*Work order:* Your answer should be the exact lines of the records, starting with the one containing "Query: blue shipping container" and running to the end.
========
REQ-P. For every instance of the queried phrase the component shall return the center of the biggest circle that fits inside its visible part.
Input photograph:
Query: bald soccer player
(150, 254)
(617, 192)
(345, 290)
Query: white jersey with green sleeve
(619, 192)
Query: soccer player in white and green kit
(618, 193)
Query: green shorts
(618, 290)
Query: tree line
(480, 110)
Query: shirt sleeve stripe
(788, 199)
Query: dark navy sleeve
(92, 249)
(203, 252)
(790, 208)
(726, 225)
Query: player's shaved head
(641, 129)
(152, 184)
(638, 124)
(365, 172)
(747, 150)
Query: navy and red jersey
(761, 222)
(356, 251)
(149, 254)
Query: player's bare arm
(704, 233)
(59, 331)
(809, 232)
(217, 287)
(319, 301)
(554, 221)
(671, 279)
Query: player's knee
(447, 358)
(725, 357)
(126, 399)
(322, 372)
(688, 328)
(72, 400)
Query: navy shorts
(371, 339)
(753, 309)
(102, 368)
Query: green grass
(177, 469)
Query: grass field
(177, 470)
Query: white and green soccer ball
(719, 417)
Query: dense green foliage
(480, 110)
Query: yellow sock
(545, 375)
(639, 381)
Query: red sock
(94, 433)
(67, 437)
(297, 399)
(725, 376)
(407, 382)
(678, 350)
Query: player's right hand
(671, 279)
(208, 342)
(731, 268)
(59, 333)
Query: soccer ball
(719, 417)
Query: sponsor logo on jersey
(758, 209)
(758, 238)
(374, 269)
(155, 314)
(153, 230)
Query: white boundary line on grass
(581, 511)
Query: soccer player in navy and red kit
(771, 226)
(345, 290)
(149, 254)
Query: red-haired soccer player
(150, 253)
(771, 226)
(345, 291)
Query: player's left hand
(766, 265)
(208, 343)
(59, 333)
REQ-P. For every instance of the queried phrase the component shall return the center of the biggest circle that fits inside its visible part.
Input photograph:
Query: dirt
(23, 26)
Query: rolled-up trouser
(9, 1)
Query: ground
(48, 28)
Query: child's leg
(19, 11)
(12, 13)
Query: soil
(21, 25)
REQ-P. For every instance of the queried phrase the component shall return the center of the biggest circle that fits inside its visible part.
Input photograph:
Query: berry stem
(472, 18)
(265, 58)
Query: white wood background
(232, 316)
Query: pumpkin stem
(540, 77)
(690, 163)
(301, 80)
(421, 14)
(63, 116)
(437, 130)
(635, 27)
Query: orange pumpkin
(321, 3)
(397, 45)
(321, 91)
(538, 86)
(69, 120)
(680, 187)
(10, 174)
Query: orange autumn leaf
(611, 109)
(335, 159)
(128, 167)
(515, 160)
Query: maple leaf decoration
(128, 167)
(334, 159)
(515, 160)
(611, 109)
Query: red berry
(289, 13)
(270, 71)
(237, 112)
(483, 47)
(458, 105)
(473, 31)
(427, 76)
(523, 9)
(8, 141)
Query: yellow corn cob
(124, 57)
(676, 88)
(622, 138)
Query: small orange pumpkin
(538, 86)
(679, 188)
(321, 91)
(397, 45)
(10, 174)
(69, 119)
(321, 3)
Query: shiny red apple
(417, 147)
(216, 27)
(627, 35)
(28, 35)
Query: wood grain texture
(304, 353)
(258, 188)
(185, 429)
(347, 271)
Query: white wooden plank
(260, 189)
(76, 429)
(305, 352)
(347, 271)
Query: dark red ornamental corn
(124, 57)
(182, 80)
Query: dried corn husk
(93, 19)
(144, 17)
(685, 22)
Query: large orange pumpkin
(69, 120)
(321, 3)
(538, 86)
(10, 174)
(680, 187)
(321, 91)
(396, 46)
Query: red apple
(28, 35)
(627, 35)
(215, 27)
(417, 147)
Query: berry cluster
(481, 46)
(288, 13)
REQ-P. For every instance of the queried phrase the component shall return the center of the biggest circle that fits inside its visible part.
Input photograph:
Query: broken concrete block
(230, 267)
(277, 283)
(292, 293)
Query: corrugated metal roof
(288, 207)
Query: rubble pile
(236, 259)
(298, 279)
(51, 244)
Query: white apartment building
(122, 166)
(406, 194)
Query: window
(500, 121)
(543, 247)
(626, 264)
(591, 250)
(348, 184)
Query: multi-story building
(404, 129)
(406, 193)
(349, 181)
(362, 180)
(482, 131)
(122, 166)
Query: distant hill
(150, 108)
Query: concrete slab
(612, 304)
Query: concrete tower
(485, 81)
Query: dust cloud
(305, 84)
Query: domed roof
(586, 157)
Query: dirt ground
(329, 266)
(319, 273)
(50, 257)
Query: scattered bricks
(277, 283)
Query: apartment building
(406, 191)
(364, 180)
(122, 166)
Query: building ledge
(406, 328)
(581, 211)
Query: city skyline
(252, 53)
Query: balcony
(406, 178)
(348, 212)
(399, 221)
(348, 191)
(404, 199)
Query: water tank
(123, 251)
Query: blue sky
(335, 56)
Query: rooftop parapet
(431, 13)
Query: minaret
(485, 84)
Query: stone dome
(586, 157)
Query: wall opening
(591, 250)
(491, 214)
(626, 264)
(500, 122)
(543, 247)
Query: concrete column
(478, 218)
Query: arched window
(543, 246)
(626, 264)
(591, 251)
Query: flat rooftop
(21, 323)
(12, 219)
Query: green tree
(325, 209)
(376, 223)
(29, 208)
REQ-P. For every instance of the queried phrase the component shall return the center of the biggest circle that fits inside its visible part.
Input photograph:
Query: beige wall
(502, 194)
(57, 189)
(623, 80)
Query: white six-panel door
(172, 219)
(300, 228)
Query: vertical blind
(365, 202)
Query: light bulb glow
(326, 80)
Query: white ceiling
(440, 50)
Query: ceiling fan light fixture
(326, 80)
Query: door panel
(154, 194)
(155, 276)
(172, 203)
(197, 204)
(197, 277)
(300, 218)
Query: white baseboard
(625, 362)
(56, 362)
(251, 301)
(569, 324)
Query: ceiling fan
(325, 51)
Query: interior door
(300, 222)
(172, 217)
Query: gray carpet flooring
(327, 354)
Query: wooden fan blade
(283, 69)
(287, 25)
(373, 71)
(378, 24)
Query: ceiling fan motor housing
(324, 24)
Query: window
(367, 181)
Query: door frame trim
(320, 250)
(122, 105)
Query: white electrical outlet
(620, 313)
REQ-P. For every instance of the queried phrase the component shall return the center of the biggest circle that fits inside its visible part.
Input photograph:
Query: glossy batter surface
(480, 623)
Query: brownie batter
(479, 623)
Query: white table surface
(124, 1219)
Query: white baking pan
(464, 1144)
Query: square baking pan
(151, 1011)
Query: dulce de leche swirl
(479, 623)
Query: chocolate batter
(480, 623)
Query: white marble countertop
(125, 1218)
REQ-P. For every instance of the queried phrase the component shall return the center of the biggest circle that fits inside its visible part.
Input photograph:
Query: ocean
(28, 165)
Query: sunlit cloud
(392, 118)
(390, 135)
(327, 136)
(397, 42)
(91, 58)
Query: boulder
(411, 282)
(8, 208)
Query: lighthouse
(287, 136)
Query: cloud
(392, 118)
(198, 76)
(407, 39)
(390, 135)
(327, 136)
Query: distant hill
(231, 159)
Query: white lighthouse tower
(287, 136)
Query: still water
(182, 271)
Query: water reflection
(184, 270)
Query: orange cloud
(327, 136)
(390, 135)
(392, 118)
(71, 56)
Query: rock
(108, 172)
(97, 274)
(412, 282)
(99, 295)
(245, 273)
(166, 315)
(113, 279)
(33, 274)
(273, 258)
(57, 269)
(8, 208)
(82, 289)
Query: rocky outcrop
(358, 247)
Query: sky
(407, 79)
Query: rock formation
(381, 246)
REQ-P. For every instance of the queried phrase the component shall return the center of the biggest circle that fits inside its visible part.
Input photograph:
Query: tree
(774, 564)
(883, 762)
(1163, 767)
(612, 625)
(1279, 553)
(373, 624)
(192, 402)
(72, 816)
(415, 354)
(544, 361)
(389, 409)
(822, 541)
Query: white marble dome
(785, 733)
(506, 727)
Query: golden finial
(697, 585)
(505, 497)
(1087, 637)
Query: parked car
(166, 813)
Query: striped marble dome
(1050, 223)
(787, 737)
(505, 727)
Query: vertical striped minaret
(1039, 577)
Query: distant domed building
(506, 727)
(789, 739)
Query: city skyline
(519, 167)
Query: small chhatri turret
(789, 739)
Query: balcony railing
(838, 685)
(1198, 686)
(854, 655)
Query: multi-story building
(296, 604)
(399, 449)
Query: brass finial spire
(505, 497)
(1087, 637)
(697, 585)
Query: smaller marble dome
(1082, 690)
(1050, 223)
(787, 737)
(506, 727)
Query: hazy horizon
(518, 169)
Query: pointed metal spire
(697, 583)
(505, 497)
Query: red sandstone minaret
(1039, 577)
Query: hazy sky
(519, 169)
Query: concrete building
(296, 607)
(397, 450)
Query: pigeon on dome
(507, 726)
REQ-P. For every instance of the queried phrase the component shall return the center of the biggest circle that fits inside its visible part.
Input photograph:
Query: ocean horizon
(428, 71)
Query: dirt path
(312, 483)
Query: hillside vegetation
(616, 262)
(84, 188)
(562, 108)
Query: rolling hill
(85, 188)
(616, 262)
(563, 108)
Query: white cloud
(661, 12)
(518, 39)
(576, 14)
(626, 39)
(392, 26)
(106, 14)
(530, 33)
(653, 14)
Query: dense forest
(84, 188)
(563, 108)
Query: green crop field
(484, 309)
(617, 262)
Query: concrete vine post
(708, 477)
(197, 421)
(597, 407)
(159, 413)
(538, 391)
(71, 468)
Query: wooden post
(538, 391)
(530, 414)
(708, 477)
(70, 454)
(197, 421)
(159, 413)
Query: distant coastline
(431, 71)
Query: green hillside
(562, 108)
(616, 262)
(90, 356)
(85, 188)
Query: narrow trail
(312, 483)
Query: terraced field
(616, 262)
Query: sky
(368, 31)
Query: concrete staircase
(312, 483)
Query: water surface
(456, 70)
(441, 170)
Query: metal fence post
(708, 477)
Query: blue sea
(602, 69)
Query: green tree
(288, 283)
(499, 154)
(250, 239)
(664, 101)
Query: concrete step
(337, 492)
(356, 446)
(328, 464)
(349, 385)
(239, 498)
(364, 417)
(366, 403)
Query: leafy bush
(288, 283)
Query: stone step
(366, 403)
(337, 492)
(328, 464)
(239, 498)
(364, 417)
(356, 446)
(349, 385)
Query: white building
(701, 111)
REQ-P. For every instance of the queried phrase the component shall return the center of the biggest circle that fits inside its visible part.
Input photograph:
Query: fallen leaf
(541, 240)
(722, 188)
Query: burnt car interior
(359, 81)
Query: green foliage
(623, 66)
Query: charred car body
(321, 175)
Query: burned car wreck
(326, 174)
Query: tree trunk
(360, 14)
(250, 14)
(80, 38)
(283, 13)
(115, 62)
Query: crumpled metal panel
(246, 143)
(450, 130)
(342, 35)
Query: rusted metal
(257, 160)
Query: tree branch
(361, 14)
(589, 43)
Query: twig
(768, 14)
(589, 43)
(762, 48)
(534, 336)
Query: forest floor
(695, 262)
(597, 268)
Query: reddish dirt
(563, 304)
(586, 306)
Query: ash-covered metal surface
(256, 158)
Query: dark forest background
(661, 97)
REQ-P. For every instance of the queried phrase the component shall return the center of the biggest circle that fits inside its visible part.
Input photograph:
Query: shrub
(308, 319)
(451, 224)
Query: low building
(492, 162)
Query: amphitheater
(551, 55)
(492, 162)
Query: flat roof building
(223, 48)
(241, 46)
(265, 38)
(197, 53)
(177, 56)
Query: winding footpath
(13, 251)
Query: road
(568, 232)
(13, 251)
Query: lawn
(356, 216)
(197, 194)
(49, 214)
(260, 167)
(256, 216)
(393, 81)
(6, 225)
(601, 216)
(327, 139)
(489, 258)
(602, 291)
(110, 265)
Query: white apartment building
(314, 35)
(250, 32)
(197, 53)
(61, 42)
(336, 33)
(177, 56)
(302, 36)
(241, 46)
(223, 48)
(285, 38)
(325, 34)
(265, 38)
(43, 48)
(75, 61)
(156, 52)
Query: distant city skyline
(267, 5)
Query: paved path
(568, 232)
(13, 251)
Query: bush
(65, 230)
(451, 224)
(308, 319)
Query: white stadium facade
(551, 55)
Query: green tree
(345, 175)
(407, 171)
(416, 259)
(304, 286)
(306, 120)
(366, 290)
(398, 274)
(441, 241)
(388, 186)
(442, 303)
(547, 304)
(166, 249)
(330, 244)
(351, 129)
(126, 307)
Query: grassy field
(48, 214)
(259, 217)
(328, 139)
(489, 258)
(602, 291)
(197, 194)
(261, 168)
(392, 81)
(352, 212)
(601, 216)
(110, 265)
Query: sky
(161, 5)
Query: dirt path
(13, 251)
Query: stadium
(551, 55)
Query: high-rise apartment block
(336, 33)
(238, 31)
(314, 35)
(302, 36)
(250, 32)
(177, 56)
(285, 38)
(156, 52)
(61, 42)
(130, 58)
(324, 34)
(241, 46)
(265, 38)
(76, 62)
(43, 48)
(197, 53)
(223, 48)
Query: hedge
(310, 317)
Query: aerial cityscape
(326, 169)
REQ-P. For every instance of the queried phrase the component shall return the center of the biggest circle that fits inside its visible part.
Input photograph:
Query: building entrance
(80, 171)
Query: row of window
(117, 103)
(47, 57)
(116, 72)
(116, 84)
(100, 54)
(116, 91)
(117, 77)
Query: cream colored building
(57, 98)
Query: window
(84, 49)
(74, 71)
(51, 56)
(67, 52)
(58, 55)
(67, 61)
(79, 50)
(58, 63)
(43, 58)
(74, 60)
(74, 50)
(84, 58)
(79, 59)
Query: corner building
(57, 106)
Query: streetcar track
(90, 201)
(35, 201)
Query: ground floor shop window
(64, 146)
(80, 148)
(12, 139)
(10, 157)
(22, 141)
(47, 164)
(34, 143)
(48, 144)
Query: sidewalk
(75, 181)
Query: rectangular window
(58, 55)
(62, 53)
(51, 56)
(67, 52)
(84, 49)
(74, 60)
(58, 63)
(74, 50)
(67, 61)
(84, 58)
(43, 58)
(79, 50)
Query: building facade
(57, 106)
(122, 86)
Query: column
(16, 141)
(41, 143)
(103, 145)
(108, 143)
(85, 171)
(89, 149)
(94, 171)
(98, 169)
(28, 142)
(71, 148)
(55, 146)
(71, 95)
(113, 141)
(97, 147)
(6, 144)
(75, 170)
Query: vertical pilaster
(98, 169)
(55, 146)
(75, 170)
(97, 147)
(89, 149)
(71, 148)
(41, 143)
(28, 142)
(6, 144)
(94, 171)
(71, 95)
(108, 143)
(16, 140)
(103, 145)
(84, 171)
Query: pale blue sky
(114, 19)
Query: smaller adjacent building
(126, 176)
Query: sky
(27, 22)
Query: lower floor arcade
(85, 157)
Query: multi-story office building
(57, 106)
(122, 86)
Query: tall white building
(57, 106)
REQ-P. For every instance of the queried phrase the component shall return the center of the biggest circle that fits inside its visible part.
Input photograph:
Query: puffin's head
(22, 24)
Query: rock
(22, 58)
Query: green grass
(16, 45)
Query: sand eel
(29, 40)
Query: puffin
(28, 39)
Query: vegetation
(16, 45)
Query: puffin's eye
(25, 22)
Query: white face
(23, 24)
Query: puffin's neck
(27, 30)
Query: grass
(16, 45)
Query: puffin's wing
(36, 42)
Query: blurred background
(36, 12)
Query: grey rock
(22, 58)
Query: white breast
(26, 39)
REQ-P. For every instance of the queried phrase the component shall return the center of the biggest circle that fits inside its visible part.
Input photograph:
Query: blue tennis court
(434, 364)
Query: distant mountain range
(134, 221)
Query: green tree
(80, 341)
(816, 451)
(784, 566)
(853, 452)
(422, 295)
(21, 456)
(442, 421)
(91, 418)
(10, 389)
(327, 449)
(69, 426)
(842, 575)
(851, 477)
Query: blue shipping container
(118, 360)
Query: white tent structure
========
*Task result:*
Query: blue shipping container
(118, 360)
Query: white tent structure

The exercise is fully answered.